HOW TO COMPLETE THIS TASK:
Reproduce all of the data word for word.
--- START ---
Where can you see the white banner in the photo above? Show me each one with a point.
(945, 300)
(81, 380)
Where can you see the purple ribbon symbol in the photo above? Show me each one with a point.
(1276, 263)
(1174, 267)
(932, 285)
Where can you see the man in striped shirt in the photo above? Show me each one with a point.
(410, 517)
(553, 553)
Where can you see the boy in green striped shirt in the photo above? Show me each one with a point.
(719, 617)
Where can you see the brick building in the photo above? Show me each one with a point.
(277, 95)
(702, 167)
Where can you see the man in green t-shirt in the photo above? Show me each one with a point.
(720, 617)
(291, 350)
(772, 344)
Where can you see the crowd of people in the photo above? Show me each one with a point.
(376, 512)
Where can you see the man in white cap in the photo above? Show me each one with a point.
--- END ---
ANSWER FOR THIS EXERCISE:
Where can you see the white banner in the photo above? Show me each one with a point.
(945, 300)
(81, 380)
Where can you see the purple ribbon symbol in the photo above? Show me each one with a point.
(1276, 263)
(1174, 267)
(932, 285)
Where can you see the man in striped shirt in the photo above? Show me each one with a point.
(410, 517)
(553, 553)
Where can you see the boy in green striped shirt in the photo above? Show me each one with a point.
(719, 617)
Where can you see the brick building in the photo above? Show me each one with a point.
(277, 95)
(702, 167)
Where can you see the man in green t-shirt in the photo above? Show me each one with a point.
(720, 617)
(291, 350)
(772, 344)
Where can you see the crowd of people in the photo above? Show me each one with a point.
(376, 512)
Where can you see the man in white cap in the photo above? Show me each one with a point.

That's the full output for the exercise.